From two plates of food to three
Here in Turkey, we’ve had a quarantine for about two months now and currently, we’re in a four-day lockdown. This isn’t new actually; we’ve had several weekend lockdowns and we’re expecting another one next week.
And while I’m doing so much to stay focused on dancing and working, being cooped up in one room for two months means I’m also eating a lot. Mind you, I am very careful with what I eat and I cook everything from home. But despite that, I still find myself not just hungry… but hungry hungry.
Sometimes I feel like I can't help it and serve myself a second plate of food. It doesn't happen all the time, but when it does, I get really down and this overwhelming feeling of failure fills me and makes me sad. "I'm getting fat" I say to myself. I know I shouldn't say it, but I do.
You see, I’ve always been hard on myself about my weight and it’s something I struggled with for a very long time. In fact, I was once right under 200 lbs! At 5’2 and in my early 20’s I was the biggest and unhealthiest I’d ever been in my life. Dropping the weight was the best thing I’ve ever done and I am very happy that I am now down 70 lbs and have kept it mostly off for 10 years! I did that by changing my mindset: instead of saying, "I can't do this", I said "I can do this". I changed that negative and turned it into a positive.
I changed that negative and turned it into a positive.
And I have to remember that when I'm here in my room during this quarantine/lockdown being hungry hungry. I need to change my mindset: instead of saying, "I'm getting fat", I need to say, "I'm getting thicc". Because doesn't that thicc hippo above look just lovely dancing?! :) Fat has this negative connotation but thicc has this super positive and uplifting tone!
If you're not familiar with the term thicc, a quick search on Urban Dictionary describes thicc as:
Now I didn't just write this blog to openly justify using the word "thicc" as a way to encourage overeating. I wrote this blog as a reminder that we're all human and that not being perfect all the time is okay. And when we're not perfect, we need to be kinder to ourselves. We're in a global pandemic and no one knows when and what the future will be like.
For us artists, THIS IS REALLY SCARY.
With so much uncertainty, the most important thing is to not let something minuscule like 'eating a bit more' tear me down and than beat myself up by using a harsh word like "fat". No, I don't need to sabotage myself in any way right now. I just need to change my mindset, be kind to myself, and say "girl get a third plate if you want". <3
Thoughts from a fabulous, thicc artist in lockdown.

········

### CHECK YOUR UNDERSTANDING
a: In the blog post about eating during lockdown, how much weight does the writer say they have lost?
b: Repeat the blog post word for word, beginning at the words "If you're not" and stopping after the words "will be like.".

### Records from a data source

········

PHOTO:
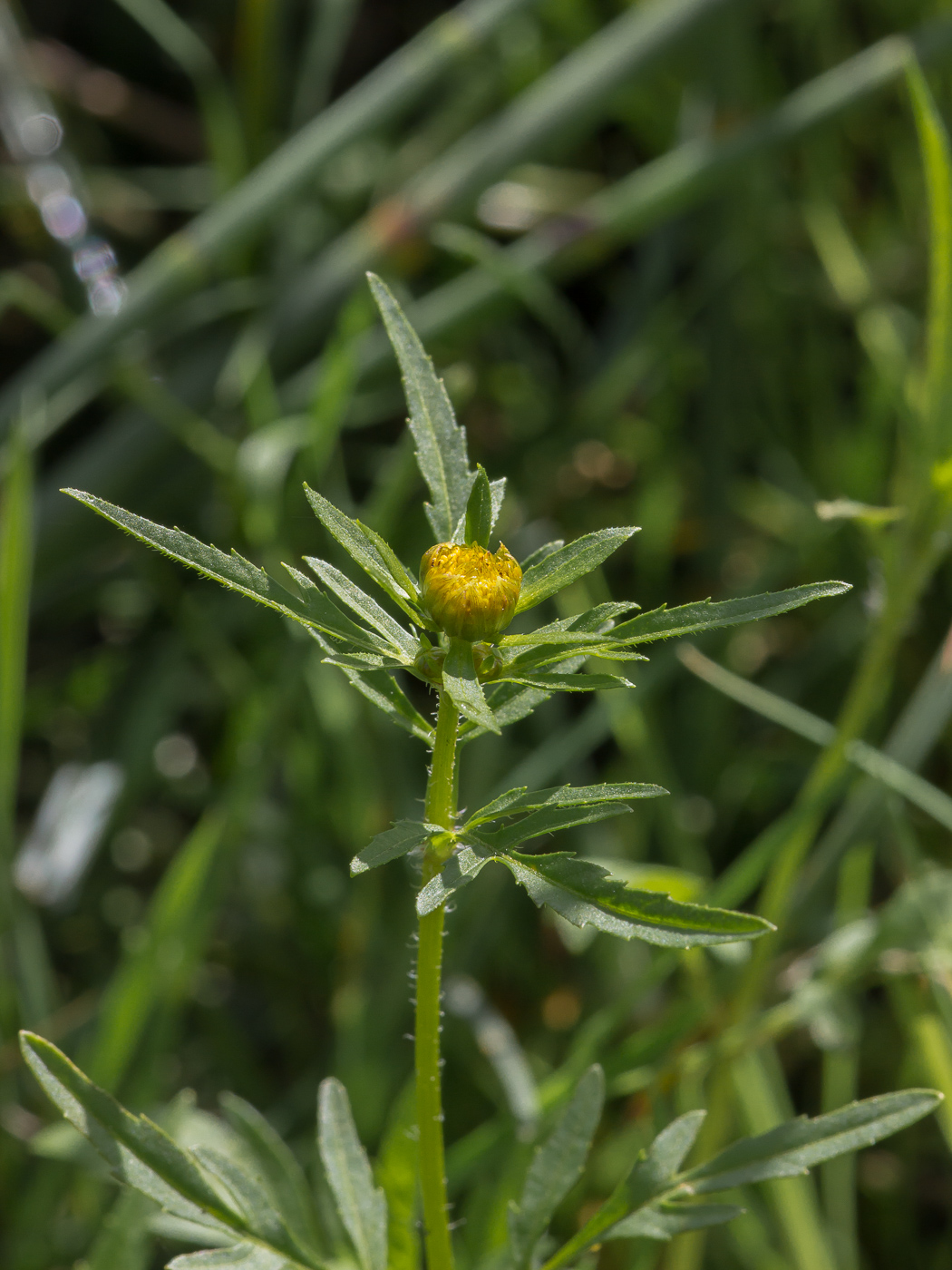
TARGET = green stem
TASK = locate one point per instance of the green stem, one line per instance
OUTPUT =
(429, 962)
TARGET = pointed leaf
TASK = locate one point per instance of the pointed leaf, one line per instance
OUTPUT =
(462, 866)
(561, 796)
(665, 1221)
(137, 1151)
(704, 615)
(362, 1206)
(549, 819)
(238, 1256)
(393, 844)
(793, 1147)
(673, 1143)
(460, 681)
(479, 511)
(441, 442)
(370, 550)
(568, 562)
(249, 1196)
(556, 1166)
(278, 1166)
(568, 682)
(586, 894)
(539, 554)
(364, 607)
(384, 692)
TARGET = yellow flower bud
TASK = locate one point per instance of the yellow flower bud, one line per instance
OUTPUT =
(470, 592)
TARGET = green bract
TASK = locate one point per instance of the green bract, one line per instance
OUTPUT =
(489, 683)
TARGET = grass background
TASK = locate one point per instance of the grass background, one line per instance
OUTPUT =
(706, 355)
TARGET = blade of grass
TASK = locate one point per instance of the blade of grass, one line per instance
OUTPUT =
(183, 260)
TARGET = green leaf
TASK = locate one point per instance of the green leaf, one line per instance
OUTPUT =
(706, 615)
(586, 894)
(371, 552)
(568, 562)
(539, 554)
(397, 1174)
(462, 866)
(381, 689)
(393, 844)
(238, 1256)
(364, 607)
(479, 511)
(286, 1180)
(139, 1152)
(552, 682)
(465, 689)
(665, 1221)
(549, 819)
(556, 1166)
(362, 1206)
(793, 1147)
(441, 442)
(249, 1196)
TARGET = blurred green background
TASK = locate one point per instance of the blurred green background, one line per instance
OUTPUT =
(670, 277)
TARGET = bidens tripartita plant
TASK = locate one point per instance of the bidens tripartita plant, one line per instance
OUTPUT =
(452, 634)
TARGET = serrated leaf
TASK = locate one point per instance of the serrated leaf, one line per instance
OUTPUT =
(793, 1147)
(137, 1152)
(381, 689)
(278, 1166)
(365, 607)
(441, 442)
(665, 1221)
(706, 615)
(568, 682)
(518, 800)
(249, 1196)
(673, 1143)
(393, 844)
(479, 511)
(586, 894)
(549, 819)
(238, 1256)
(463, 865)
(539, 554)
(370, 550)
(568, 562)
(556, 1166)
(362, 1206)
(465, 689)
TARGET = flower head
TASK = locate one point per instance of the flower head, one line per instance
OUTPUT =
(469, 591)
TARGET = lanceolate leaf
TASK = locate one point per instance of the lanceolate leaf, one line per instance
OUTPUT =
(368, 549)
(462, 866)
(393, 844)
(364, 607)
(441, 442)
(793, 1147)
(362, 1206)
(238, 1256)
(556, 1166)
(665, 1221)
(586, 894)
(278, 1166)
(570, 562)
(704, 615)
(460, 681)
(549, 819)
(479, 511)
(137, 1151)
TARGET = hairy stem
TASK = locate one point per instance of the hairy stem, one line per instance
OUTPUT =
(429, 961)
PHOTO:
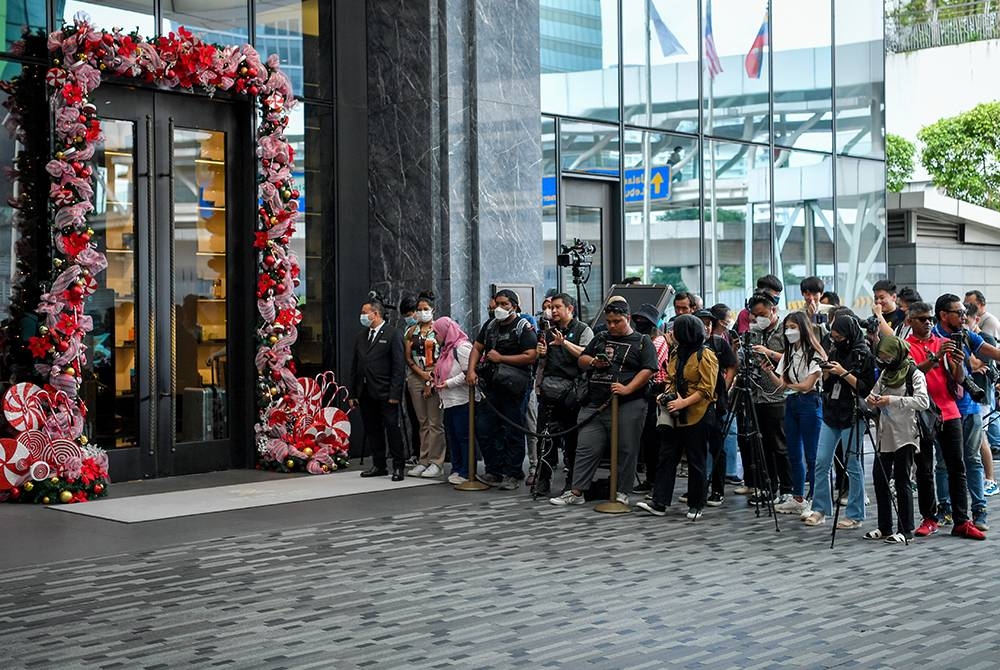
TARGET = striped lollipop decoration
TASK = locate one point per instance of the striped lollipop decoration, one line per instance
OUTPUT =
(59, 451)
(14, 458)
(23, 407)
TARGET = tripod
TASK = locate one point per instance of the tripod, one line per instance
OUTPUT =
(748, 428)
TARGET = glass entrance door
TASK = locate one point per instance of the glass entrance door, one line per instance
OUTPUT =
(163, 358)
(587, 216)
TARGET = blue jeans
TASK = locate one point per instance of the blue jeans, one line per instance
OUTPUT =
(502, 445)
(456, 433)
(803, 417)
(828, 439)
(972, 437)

········

### EXPECTED OUTPUTS
a: 70 lbs

b:
If you're not familiar with the term thicc, a quick search on Urban Dictionary describes thicc as:
Now I didn't just write this blog to openly justify using the word "thicc" as a way to encourage overeating. I wrote this blog as a reminder that we're all human and that not being perfect all the time is okay. And when we're not perfect, we need to be kinder to ourselves. We're in a global pandemic and no one knows when and what the future will be like.